*** Supplied material ***

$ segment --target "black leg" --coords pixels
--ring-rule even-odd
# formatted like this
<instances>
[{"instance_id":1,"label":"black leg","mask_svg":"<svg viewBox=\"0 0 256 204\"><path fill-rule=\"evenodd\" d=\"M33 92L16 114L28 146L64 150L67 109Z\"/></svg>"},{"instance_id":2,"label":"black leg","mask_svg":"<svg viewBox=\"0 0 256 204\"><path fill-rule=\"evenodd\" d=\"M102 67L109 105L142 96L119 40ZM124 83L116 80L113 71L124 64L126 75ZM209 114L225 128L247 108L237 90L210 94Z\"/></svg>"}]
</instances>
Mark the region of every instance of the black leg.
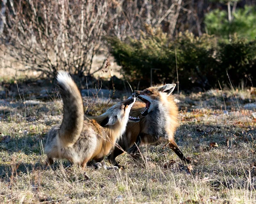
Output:
<instances>
[{"instance_id":1,"label":"black leg","mask_svg":"<svg viewBox=\"0 0 256 204\"><path fill-rule=\"evenodd\" d=\"M135 144L134 144L131 148L127 151L127 153L132 155L135 155L138 153L138 147L141 144L141 141L143 139L144 134L141 133L139 134L136 138Z\"/></svg>"},{"instance_id":2,"label":"black leg","mask_svg":"<svg viewBox=\"0 0 256 204\"><path fill-rule=\"evenodd\" d=\"M114 149L113 151L108 157L108 161L112 165L117 167L118 168L120 168L121 166L116 161L116 158L123 153L124 153L124 151L121 147L115 147L115 149Z\"/></svg>"},{"instance_id":3,"label":"black leg","mask_svg":"<svg viewBox=\"0 0 256 204\"><path fill-rule=\"evenodd\" d=\"M174 141L172 140L169 141L169 142L170 143L169 144L169 146L170 147L170 148L175 152L176 155L177 155L181 160L188 164L191 163L191 161L190 160L185 157L185 156L181 151L180 151L180 149L178 145Z\"/></svg>"}]
</instances>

***

◆ Given problem
Reproduce each item above character for character, leaving out the pictures.

◆ Worked solution
$ segment --target "black leg" --coords pixels
--ring-rule even-odd
# formatted like this
<instances>
[{"instance_id":1,"label":"black leg","mask_svg":"<svg viewBox=\"0 0 256 204\"><path fill-rule=\"evenodd\" d=\"M33 92L16 114L28 146L64 150L67 109Z\"/></svg>"},{"instance_id":2,"label":"black leg","mask_svg":"<svg viewBox=\"0 0 256 204\"><path fill-rule=\"evenodd\" d=\"M102 67L109 105L142 96L119 40ZM124 83L116 80L113 71L124 64L126 75ZM209 114L225 128L247 108L237 90L210 94Z\"/></svg>"}]
</instances>
Mark the region of every instance of the black leg.
Output:
<instances>
[{"instance_id":1,"label":"black leg","mask_svg":"<svg viewBox=\"0 0 256 204\"><path fill-rule=\"evenodd\" d=\"M135 144L134 144L131 148L127 151L127 153L132 155L135 155L138 153L138 147L141 144L141 141L143 139L144 134L141 133L139 134L136 138Z\"/></svg>"},{"instance_id":2,"label":"black leg","mask_svg":"<svg viewBox=\"0 0 256 204\"><path fill-rule=\"evenodd\" d=\"M114 149L113 151L108 157L108 161L112 165L117 167L118 168L120 168L121 166L116 161L116 158L123 153L124 153L124 151L121 147L115 147L115 149Z\"/></svg>"},{"instance_id":3,"label":"black leg","mask_svg":"<svg viewBox=\"0 0 256 204\"><path fill-rule=\"evenodd\" d=\"M174 141L172 140L169 141L169 142L170 143L169 144L169 146L170 147L170 148L175 152L176 155L177 155L181 160L188 164L191 163L191 161L190 160L185 157L185 156L181 151L180 151L180 149L178 145Z\"/></svg>"}]
</instances>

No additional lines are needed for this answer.